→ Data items
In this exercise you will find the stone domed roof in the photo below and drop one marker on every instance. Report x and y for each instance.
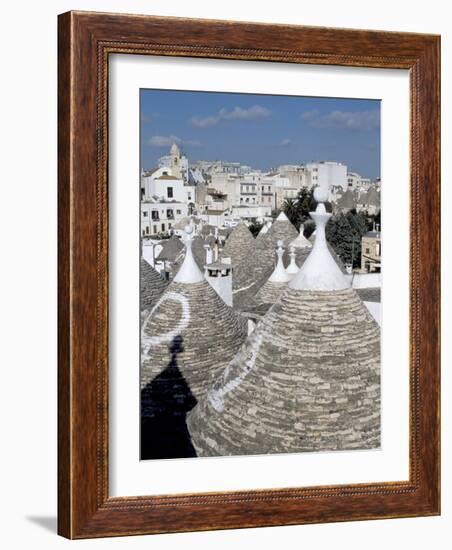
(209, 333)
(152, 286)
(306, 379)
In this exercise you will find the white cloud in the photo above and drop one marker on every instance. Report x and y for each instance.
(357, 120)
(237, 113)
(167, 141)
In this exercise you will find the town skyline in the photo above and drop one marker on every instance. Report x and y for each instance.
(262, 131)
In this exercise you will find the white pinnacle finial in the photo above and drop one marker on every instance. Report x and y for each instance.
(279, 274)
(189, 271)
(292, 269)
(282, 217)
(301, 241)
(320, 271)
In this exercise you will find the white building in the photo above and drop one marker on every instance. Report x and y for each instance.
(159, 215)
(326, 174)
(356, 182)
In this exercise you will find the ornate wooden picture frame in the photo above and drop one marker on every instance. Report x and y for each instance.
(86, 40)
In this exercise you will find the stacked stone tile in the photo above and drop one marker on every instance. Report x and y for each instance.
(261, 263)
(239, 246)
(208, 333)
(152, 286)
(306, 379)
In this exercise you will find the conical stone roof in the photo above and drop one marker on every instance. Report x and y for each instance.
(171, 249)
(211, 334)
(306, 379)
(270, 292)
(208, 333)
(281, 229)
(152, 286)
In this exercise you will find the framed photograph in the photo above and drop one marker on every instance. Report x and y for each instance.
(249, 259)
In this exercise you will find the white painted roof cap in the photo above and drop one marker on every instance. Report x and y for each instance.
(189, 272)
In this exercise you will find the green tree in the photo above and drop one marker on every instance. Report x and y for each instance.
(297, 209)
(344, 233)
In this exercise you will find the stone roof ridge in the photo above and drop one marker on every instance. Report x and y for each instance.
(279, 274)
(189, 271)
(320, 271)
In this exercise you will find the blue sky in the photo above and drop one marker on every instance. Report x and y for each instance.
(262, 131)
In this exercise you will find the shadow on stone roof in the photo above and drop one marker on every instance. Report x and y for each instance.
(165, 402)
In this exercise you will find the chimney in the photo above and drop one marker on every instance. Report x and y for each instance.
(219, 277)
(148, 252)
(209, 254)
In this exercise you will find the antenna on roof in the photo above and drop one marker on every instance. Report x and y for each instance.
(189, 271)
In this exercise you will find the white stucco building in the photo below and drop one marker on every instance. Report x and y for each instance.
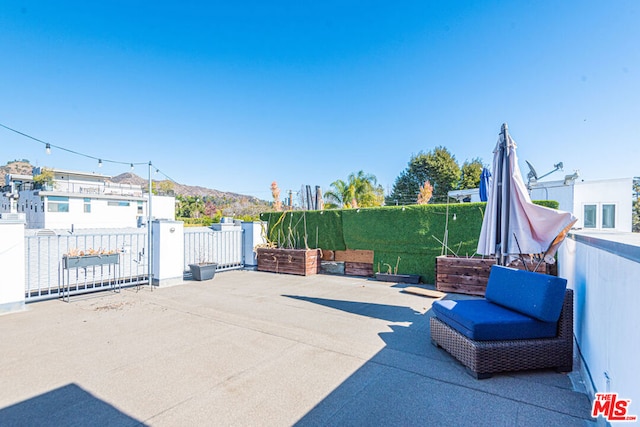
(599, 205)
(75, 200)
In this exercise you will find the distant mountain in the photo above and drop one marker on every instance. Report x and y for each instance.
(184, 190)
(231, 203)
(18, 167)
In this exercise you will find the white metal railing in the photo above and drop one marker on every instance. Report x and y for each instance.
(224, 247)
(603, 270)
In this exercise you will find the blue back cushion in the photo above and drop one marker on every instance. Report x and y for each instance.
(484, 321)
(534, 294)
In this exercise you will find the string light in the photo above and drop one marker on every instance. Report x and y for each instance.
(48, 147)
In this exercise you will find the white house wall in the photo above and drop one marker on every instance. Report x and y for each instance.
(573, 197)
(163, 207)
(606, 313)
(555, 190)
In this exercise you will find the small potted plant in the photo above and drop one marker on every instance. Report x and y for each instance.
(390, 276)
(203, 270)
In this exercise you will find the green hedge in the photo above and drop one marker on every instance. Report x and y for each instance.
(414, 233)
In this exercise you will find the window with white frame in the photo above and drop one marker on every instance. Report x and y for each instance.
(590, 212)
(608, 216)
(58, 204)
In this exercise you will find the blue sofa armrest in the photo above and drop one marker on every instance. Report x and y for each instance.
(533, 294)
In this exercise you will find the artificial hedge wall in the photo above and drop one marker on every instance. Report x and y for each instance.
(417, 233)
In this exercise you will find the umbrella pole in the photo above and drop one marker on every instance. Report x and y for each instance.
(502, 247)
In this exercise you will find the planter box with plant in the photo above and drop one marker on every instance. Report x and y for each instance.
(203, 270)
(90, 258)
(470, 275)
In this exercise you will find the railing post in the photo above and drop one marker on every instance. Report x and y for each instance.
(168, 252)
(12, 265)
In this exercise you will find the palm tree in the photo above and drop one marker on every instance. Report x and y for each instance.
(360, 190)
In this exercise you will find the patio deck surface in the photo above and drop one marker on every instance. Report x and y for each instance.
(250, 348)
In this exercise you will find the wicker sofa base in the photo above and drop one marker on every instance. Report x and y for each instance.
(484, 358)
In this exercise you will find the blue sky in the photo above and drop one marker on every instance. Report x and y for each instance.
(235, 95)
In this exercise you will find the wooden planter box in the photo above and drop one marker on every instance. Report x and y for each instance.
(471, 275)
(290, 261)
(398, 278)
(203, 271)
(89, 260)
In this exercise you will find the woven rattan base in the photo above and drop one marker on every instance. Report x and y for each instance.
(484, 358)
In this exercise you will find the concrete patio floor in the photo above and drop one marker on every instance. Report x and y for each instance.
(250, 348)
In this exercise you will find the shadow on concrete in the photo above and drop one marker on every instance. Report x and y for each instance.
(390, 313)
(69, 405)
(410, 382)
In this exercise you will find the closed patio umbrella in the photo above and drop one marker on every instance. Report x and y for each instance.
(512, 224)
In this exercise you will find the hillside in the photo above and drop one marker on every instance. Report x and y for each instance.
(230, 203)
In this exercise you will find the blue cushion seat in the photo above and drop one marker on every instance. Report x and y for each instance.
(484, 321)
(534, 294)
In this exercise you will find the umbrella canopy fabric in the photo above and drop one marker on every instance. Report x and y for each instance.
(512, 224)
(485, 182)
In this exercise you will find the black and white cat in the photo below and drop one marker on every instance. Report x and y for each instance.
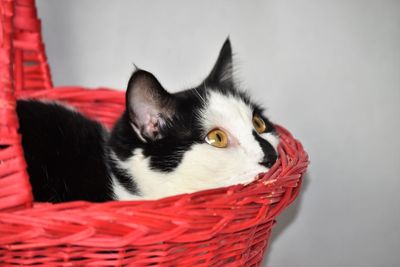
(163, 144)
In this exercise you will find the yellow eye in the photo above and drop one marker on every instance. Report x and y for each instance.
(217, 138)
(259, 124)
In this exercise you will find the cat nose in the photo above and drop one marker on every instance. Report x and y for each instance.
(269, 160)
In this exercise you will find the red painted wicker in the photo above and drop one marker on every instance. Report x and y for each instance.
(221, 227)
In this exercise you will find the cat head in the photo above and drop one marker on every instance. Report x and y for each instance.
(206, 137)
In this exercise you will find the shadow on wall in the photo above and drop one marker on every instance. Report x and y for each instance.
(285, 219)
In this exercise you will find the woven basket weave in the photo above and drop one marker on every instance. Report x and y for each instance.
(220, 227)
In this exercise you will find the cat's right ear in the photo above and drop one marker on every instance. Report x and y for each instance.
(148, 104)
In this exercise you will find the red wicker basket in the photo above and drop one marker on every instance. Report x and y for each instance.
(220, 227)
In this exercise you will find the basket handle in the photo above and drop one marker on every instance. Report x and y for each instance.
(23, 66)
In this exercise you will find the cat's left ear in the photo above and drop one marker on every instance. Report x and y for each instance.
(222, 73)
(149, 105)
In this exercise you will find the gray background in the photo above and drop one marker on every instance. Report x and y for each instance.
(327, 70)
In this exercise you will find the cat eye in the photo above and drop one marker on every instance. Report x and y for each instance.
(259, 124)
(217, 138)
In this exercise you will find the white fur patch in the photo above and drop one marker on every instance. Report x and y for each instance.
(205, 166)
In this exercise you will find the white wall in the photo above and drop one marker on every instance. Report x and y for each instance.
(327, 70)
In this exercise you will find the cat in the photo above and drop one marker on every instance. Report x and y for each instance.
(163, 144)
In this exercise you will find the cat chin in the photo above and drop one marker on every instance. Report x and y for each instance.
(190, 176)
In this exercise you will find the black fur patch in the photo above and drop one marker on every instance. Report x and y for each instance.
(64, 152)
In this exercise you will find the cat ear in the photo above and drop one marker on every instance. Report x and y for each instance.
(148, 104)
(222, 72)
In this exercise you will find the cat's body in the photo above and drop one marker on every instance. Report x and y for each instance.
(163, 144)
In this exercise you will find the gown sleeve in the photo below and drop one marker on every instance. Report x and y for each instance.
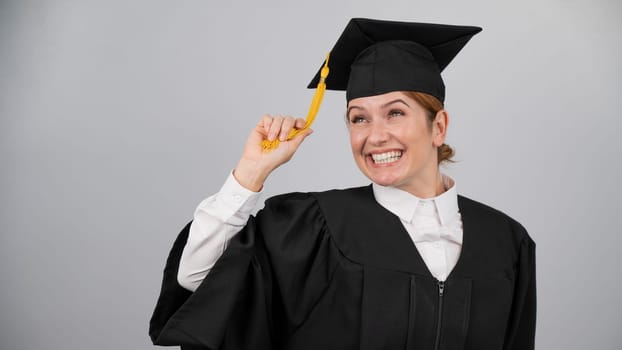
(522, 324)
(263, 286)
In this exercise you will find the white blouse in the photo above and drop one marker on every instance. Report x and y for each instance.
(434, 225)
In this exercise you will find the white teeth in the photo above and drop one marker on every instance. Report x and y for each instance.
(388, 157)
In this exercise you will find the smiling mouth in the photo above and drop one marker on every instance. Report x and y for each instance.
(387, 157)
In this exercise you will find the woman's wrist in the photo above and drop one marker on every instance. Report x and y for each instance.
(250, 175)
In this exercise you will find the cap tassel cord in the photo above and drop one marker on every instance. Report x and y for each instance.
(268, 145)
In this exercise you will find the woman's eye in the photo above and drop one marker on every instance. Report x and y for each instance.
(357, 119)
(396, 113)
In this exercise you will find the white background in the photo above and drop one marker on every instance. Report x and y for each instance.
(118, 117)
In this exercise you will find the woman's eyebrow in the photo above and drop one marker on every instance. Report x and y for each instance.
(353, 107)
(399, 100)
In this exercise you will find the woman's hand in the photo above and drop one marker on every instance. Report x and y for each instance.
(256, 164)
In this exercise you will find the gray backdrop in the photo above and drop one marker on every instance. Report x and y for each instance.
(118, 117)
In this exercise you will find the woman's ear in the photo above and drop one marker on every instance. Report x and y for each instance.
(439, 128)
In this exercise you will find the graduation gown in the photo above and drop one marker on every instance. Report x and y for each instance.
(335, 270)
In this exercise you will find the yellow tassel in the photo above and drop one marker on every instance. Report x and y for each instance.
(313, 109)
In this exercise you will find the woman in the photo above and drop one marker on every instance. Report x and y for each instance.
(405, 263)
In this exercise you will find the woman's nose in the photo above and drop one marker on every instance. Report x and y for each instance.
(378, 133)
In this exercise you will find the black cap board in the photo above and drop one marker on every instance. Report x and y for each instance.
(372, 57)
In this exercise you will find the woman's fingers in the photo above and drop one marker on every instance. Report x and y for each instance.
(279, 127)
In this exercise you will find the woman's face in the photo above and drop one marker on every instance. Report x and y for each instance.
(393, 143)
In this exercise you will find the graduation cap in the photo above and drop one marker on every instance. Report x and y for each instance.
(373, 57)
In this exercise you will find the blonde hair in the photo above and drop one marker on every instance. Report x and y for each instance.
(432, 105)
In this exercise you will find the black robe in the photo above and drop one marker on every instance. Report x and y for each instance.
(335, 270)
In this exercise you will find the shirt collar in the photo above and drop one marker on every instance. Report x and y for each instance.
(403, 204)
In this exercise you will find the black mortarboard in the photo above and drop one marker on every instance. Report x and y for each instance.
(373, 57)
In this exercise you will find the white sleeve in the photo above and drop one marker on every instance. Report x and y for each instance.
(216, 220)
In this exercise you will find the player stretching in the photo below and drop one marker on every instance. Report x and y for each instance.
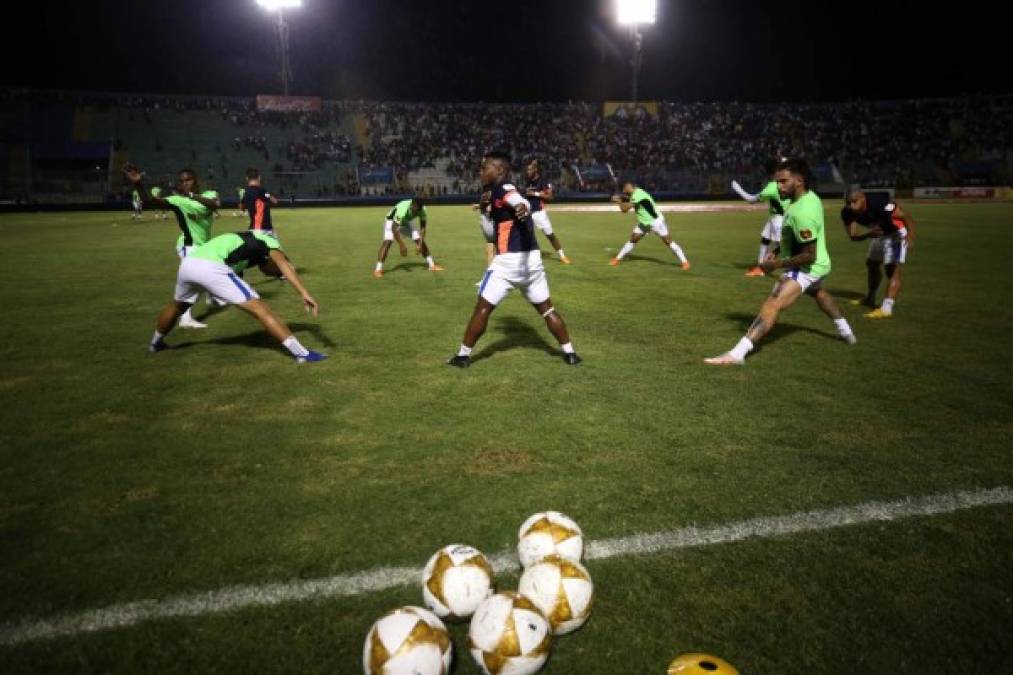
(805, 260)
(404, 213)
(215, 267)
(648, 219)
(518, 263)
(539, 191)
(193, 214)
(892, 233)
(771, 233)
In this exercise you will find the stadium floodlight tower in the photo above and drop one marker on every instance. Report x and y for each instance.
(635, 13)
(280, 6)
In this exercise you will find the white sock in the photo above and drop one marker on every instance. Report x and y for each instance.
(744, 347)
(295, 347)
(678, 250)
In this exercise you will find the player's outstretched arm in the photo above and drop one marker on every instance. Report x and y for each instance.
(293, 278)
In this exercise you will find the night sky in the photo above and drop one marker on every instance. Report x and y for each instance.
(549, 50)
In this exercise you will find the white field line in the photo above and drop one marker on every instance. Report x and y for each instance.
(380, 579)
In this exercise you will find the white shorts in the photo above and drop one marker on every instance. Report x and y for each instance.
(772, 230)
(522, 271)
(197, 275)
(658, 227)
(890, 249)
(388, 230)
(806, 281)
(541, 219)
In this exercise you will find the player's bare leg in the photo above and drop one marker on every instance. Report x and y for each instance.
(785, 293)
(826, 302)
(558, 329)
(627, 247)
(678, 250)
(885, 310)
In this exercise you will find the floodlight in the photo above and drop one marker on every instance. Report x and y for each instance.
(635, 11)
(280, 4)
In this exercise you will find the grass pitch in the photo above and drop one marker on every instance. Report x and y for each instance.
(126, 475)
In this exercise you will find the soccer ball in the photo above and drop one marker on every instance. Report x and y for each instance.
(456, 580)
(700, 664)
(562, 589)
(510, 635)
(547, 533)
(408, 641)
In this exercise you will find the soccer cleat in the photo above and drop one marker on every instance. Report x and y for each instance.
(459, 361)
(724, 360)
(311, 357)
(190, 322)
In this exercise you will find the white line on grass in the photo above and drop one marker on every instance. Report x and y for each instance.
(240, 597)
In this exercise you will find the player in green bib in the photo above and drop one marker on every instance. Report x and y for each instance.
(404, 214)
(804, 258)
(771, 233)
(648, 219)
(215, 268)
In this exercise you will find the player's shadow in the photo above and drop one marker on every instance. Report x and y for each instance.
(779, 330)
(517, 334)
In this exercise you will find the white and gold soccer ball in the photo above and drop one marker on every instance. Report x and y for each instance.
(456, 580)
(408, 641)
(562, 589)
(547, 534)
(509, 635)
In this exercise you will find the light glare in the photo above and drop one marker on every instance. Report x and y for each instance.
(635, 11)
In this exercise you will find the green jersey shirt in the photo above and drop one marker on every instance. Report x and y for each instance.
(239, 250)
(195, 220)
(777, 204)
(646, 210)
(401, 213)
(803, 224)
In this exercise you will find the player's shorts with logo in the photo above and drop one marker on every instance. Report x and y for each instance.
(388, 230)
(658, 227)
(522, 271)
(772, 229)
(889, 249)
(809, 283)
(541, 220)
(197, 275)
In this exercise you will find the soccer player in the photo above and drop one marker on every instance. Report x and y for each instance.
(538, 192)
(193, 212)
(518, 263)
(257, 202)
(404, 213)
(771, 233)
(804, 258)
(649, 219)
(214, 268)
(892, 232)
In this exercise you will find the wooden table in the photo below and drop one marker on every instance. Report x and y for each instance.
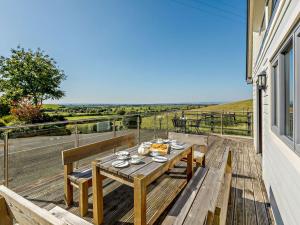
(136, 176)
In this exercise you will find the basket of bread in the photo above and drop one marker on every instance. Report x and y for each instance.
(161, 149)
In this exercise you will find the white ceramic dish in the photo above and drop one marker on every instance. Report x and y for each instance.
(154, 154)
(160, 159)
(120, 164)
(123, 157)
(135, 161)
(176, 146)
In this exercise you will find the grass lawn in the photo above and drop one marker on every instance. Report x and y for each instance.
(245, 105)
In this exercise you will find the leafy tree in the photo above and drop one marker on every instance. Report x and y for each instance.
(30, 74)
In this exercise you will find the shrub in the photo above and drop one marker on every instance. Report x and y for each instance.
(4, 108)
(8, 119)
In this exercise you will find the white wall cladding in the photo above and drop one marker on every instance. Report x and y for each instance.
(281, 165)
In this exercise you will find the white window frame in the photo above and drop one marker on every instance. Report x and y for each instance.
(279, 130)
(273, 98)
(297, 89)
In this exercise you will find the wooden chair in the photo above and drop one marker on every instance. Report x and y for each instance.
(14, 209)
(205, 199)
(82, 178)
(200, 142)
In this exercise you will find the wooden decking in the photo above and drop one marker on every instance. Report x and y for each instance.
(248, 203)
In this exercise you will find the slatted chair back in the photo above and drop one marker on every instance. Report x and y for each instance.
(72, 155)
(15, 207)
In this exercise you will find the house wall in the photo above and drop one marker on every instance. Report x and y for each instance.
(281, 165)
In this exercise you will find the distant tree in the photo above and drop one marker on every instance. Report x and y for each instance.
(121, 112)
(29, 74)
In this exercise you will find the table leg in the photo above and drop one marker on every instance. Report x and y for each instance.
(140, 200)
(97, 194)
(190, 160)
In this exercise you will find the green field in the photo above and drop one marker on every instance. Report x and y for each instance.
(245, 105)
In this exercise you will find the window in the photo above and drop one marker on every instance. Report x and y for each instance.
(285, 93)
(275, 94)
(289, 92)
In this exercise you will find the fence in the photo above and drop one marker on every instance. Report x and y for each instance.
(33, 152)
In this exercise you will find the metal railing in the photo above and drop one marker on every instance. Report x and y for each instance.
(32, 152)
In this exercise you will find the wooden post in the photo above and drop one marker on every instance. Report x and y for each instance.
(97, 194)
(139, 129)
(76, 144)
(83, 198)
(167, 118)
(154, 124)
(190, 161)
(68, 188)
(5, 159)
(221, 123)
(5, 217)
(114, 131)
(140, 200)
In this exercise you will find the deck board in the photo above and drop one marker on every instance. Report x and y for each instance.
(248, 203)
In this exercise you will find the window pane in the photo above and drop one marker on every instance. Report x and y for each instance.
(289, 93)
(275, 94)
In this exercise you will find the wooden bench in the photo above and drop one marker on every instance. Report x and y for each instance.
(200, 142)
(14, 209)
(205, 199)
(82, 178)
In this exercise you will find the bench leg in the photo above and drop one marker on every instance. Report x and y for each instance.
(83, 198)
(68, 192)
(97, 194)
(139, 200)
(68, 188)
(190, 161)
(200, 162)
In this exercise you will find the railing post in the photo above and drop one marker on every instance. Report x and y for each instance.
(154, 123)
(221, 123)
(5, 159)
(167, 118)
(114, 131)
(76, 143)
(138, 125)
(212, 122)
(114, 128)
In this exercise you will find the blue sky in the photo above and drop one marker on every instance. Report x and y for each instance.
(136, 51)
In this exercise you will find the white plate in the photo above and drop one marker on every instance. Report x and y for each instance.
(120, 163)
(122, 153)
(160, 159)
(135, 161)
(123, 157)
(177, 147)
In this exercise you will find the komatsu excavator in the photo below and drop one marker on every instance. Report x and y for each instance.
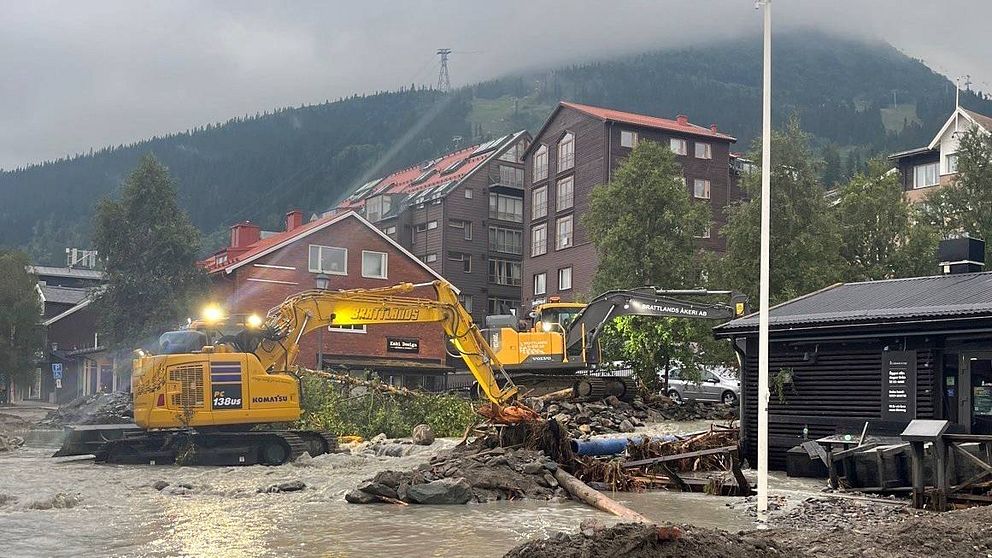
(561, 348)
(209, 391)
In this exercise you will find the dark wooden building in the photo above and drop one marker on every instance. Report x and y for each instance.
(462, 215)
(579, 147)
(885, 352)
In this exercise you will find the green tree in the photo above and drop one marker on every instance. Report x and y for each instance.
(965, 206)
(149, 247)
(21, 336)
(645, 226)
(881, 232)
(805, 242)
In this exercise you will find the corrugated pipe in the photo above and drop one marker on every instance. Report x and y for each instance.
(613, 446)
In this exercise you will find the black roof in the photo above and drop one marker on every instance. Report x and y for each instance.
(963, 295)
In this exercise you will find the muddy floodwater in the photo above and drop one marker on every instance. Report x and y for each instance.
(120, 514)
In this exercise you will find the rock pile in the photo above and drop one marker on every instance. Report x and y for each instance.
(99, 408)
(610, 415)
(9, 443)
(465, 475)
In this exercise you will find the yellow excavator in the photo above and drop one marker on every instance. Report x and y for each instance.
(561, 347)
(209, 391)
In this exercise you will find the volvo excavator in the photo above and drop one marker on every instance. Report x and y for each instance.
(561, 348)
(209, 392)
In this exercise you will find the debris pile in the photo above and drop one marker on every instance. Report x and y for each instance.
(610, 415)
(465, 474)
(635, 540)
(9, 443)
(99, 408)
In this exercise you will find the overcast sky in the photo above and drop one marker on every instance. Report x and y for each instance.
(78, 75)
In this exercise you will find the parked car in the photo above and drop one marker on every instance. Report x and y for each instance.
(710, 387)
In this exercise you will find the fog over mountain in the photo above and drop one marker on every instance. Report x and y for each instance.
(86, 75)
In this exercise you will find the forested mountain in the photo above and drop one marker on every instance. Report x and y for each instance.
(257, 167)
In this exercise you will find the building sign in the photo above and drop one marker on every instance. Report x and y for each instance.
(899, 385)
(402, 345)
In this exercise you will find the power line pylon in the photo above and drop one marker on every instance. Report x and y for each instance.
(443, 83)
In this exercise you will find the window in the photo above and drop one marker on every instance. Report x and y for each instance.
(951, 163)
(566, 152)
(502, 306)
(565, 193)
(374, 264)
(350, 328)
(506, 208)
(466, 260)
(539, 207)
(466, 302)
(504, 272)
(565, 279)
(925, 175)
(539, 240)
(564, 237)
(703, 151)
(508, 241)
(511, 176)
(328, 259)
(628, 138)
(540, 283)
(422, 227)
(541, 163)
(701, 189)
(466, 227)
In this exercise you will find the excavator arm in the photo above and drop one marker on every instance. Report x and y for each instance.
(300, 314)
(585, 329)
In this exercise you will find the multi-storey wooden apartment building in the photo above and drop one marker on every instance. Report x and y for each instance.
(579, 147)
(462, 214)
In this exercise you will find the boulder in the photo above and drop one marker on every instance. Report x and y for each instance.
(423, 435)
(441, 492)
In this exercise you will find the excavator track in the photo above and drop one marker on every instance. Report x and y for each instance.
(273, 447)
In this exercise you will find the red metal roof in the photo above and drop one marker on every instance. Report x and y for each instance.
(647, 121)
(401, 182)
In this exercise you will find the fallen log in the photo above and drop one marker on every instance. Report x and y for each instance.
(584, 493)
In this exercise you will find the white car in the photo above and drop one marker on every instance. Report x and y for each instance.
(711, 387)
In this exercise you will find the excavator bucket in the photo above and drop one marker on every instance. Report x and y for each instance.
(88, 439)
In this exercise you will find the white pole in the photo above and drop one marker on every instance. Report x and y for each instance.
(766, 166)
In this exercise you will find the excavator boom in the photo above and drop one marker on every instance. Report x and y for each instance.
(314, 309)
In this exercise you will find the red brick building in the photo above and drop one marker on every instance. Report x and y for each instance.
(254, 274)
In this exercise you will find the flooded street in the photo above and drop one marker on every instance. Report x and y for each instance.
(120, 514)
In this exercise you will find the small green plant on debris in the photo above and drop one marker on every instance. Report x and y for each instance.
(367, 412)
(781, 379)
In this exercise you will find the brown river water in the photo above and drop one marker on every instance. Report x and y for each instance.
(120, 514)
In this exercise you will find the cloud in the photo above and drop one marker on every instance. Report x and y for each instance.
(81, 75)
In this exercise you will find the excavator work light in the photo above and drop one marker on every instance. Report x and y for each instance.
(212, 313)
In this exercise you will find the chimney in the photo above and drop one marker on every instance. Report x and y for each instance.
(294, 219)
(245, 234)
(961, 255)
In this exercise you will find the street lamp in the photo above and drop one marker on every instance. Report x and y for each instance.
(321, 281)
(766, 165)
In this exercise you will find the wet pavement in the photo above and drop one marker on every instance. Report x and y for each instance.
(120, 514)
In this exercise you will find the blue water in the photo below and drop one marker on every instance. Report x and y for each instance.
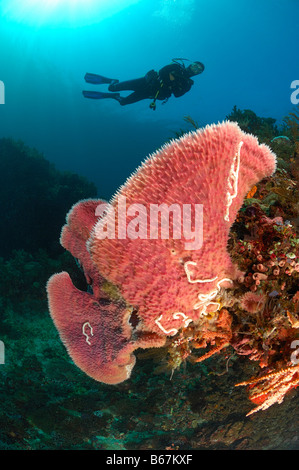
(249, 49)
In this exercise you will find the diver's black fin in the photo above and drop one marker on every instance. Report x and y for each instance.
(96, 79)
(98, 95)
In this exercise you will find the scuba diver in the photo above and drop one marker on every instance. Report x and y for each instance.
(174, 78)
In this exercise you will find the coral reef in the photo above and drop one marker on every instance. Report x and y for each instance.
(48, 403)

→ What the task requires
Write out the lines of the material from the one containing "In this exercise you will find the wet" through the last, exactly and only those. Leave every picture out.

→ The solution
In this exercise you will find the wet pavement in the photo above and drop one marker on every instance. Report x and y for each instance.
(120, 514)
In this exercise you will find the blue water in the photo below and drop one marker on every instance. Report x and y for each instance.
(249, 49)
In this exercise you will find the diver's black fin in the photo above and drop one marker on every instance. Report x and y for each instance.
(96, 79)
(98, 95)
In this exercise you will find the scuba diver in the photo above and drop one marker on every instance. Report x and y for each instance.
(174, 78)
In this exercise you will find the coral reef in the photo above and drop one marker on every instance. Report x and y for each instance.
(48, 403)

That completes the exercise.